BEGIN Stored data
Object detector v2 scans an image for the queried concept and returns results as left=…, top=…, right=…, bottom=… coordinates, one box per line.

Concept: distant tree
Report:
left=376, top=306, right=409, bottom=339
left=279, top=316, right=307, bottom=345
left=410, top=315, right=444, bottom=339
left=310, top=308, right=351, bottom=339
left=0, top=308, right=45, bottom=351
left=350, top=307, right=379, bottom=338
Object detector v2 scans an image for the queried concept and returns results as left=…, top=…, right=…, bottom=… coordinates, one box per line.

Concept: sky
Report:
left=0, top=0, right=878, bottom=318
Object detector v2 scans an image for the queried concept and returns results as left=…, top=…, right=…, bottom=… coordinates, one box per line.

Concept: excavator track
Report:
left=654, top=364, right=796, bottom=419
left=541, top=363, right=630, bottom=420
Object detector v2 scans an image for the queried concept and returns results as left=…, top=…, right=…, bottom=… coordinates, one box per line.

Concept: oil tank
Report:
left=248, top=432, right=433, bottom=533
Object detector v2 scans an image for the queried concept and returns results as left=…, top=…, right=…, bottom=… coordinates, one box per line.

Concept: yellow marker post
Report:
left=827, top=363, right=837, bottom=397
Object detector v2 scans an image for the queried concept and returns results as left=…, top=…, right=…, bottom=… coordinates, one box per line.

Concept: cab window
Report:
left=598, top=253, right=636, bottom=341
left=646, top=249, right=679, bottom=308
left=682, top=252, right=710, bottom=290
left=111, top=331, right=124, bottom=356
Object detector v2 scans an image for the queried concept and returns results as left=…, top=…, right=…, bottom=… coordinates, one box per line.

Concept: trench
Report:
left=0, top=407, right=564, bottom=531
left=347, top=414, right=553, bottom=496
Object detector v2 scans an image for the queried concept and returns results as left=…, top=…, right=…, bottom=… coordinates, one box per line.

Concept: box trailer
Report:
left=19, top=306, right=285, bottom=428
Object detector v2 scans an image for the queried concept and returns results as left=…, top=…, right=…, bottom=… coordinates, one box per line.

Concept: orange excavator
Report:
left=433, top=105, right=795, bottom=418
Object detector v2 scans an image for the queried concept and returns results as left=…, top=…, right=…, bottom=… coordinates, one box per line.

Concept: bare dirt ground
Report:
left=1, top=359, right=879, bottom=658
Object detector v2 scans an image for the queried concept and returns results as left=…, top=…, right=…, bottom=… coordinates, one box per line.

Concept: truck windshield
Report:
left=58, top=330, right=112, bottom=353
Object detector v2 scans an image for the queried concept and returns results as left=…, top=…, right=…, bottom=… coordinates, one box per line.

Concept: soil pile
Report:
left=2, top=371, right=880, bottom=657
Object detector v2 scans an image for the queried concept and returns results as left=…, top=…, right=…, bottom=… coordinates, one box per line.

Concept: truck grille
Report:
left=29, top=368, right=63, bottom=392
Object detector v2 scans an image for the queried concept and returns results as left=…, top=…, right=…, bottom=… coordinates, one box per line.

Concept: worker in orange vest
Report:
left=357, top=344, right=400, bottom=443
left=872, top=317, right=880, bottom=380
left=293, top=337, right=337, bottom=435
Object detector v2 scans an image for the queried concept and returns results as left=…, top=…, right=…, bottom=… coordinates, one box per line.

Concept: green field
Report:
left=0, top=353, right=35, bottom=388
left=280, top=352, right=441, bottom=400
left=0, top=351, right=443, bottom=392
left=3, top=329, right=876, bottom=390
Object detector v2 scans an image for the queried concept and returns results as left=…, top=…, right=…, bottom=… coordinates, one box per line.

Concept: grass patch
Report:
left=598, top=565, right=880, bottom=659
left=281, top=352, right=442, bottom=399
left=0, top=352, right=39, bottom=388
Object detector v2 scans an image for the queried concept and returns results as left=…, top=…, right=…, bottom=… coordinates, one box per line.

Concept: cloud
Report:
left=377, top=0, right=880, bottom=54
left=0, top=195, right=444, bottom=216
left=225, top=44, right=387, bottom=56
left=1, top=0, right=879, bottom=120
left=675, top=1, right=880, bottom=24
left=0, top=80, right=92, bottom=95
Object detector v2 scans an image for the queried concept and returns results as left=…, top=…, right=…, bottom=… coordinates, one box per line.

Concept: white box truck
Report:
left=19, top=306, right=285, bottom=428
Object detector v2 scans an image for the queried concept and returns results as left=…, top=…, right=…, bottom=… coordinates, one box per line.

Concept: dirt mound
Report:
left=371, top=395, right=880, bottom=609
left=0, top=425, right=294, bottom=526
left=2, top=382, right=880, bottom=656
END Stored data
Please retype every entry above exactly as it stands.

Object detector v2 scans an image for the queried concept and returns results as left=…, top=…, right=…, bottom=… coordinates, one box per line.

Concept: distant tree
Report:
left=376, top=306, right=409, bottom=339
left=279, top=316, right=307, bottom=345
left=410, top=315, right=444, bottom=339
left=310, top=308, right=351, bottom=339
left=0, top=308, right=45, bottom=351
left=350, top=307, right=379, bottom=338
Object detector v2 scans an image for the queried concept and returns results as left=…, top=…, right=…, bottom=… coordinates, one box per line.

Concept: sky
Report:
left=0, top=0, right=878, bottom=318
Object detector v2 scans an image for the queried concept and returns results as left=…, top=…, right=…, bottom=… coordinates, one box per line.

Concept: excavator track
Report:
left=654, top=364, right=796, bottom=419
left=541, top=363, right=630, bottom=420
Object detector v2 scans an image for the queried concept and returns results as left=…, top=…, right=…, bottom=… coordinates, one box per line.

Concept: oil tank
Report:
left=248, top=432, right=433, bottom=533
Object detector v2 scans an image for the queried concept and returns results as left=…, top=…, right=…, bottom=… coordinates, one box per line.

Concept: yellow marker post
Report:
left=827, top=363, right=837, bottom=397
Object detector v2 scans an image for the queried concept and returns results as left=…, top=…, right=…, bottom=… coordinates, one box per line.

Concept: cab window
Report:
left=598, top=253, right=636, bottom=341
left=646, top=249, right=679, bottom=308
left=682, top=252, right=710, bottom=290
left=111, top=331, right=124, bottom=356
Object detector v2 scans an image for the queried concept and returns results as left=…, top=…, right=…, bottom=… coordinates, one box per line.

Concept: trench
Report:
left=0, top=407, right=564, bottom=531
left=347, top=414, right=553, bottom=496
Object detector v2 scans an image for the queried concept and returns results as left=…, top=…, right=…, bottom=… coordinates, one box per line.

Concept: box trailer
Report:
left=19, top=306, right=285, bottom=428
Object detector v2 scans an image for the queried concept and returns results as left=…, top=…, right=…, bottom=… coordinates, one box per line.

Concept: orange excavator
Report:
left=433, top=105, right=795, bottom=418
Object detector v2 scans an image for the queried concept and returns results as left=…, top=…, right=…, bottom=… coordinates, one box per line.

Concept: bare dirt ground
Report:
left=1, top=359, right=879, bottom=658
Object detector v2 scans an image for the queried concept and returns results as left=…, top=…, right=…, bottom=… coordinates, one box per line.

Concept: truck windshield
Report:
left=58, top=330, right=112, bottom=353
Object detector v2 scans an image for the queried concept and returns results as left=…, top=…, right=…, bottom=… coordinates, one box per line.

Concept: soil pile
Report:
left=2, top=371, right=880, bottom=657
Object detector v2 scans an image for the queried concept and returns results as left=…, top=…, right=…, bottom=… coordinates, one box per line.

Concept: truck grille
Report:
left=29, top=368, right=63, bottom=392
Object detector v2 scans an image for the queried concept and returns results as left=…, top=…, right=…, bottom=… coordinates, one box per line.

Concept: worker in orange vest
Report:
left=357, top=344, right=400, bottom=443
left=872, top=317, right=880, bottom=380
left=293, top=337, right=337, bottom=435
Object detector v2 scans an image for the queried concept and returns results as left=…, top=…, right=…, bottom=… coordinates, one box per line.

Concept: green field
Report:
left=0, top=353, right=35, bottom=388
left=280, top=352, right=441, bottom=400
left=0, top=351, right=443, bottom=392
left=3, top=329, right=876, bottom=390
Object detector v2 scans an image for the queried concept and returns results as left=…, top=…, right=…, bottom=… coordinates, one box per line.

Concept: grass patch
Report:
left=598, top=565, right=880, bottom=659
left=281, top=352, right=442, bottom=399
left=0, top=352, right=39, bottom=388
Object detector v2 scans an image for the queried concept and returns results as left=…, top=…, right=…, bottom=… coordinates, one box per line.

Concept: cloud
Report:
left=377, top=0, right=880, bottom=54
left=0, top=195, right=444, bottom=216
left=225, top=44, right=387, bottom=56
left=1, top=0, right=879, bottom=120
left=675, top=1, right=880, bottom=24
left=0, top=80, right=92, bottom=95
Object detector v2 scans an image for the queried concept and returns results as left=…, top=…, right=…, bottom=… coordinates, one box per line.

Concept: white box truck
Report:
left=19, top=306, right=285, bottom=428
Object detector v2 scans an image for the queried concept and returns results as left=…, top=…, right=…, bottom=… coordinates, one box per line.

Concept: dirt mound
Report:
left=371, top=395, right=880, bottom=609
left=0, top=425, right=294, bottom=526
left=2, top=382, right=880, bottom=656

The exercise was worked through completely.